◆ SOURCE:
>>>>
Per sub-halo, there is a struct, BndInfo_t
, which contains the
relevant information needed on device to perform loop operations. The
caching is enabled by two structs, BvarsSubCache_t
which contains
all the arrays on host and device needed mostly containing these
BndInfo_t
objects, and BvarsCache_t
which is essentially an
array of all the kinds of caches needed for the various kinds of
boundary operations performed.
We note that this infrastructure is more general than just ghost halos. The same machinery is used for communicating the interiors of meshblocks that are restricted and/or prolongated between geometric multi-grid levels. Additionally, with the ownership model for non-face fields, the basic communication infrastructure could deal with flux correction as well (although currently flux correction uses a somewhat separate code path).
Buffer subsets
Sometimes it is desirable, for example for custom prolongation and
restriction or to communicate on a single geometric multi-grid level,
to loop over a subset of the ghost sub-halos, rather than
all halos at once. This is enabled by the buffer_subsets
and
buffer_subsets_h
arrays, which are contained in BvarsSubCache_t
.
The buffer_subsets
array is a matrix, where the rows index the
subset, and the columns point to the indices in the bnd_info
array
containing the subset of sub-halos you wish to operate on.
To communicate across a particular boundary type, the templated
boundary communication routines (see Boundary Communication Tasks)
should be instantiated with the desired BoundaryType
, i.e.
<<<<
◆ SET OF TASKS:
**A.** Update the text on boundary buffer caching by writing out everything from "Buffer subsets" down to "to operate on.", with "matrix" changed to "two-dimensional array".
**B.** Go on with the text on boundary buffer caching, starting right after its final sentence.
None of the items in the records is needed for this work.

Records:
>>>>
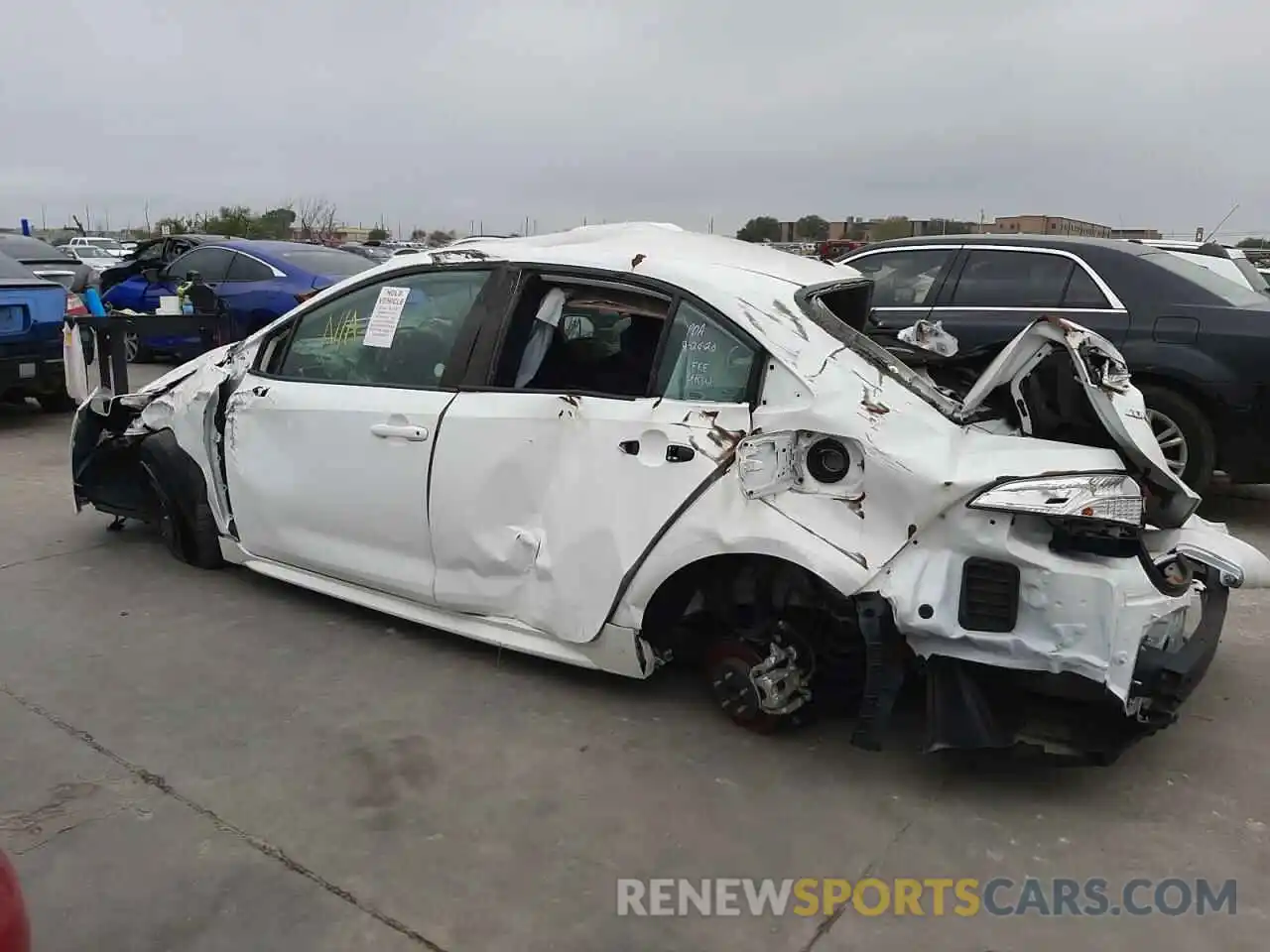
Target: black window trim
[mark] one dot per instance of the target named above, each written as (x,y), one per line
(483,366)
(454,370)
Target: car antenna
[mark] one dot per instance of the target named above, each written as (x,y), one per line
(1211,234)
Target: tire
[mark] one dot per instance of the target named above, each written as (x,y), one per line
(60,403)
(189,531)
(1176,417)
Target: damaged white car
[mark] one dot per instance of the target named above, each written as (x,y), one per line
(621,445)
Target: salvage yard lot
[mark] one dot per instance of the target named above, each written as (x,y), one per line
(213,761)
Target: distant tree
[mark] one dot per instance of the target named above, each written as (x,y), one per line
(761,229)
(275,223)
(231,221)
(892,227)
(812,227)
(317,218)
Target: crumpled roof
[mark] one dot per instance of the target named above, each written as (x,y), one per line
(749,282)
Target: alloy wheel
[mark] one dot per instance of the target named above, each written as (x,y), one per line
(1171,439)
<<<<
◆ ANSWERS TO THE TASKS:
**A.**
Buffer subsets
Sometimes it is desirable, for example for custom prolongation and
restriction or to communicate on a single geometric multi-grid level,
to loop over a subset of the ghost sub-halos, rather than
all halos at once. This is enabled by the buffer_subsets
and
buffer_subsets_h
arrays, which are contained in BvarsSubCache_t
.
The buffer_subsets
array is a two-dimensional array, where the rows index the
subset, and the columns point to the indices in the bnd_info
array
containing the subset of sub-halos you wish to operate on.

**B.**
SendBoundBufs<BoundaryType::gmg_restrict_send>(md);
The different BoundaryType
s are:
any
: Communications are performed between all leaf blocks (i.e. the standard Parthenon grid that does not include multi-grid related blocks).local
: Communications are performed between all leaf blocks that are on the current rank. Currently, this option should not be used because there are possibly associated bugs. This and nonlocal would only be used as a potential performance enhancement, calling both should result in the same communication as just calling BoundaryType::any.nonlocal
: Communications are performed between all leaf blocks that are on different ranks than the current rank. Currently, this option should not be used because there are possibly associated bugs.flxcor_send
andflxcor_recv
: Used only for flux correction routines, currently cannot be passed to regular boundary communication routines.gmg_same
: Communicates ghost halos between blocks in the same geometric multi-grid level.gmg_restrict_send
andgmg_restrict_recv
: For restricting block interiors between geometric multi-grid levels, i.e. inter-grid communication. It is probably not necessary to have separate communicators for sending and receiving, but for now this is the way if was writtengmg_prolongate_send
andgmg_prolongate_recv
: For prolongating block interiors between geometric multi-grid levels, i.e. inter-grid communication. It is probably not necessary to have separate communicators for sending and receiving, but for now this is the way if was written
Sparse boundary communication
Communication between meshblocks at all stages is required to
synchronize fields that include ghost zones. For each pair of meshblocks
a and b that share a boundary, we define two communication
channels (a->b and b->a) for each field that
communicates ghost zone data. This communication channel can be shared
amongst all stages contained in the MeshBlock
field
DataCollection<MeshBlockData<Real>> meshblock_data
, since the
communication during different stages doesn’t overlap. A communication
channel needs to contain some state that indicates if information has
been sent from block a but not received on block b, or if the
information has been received. Additionally, the communication channel
should contain storage if data is being communicated, which may not
always be the case for sparse variables. When the sender is sparse and
unallocated, no storage communication buffer storage is required since
the ghost zones of the receiver should be filled with default values.
When the sender is allocated, we always allocate buffer storage.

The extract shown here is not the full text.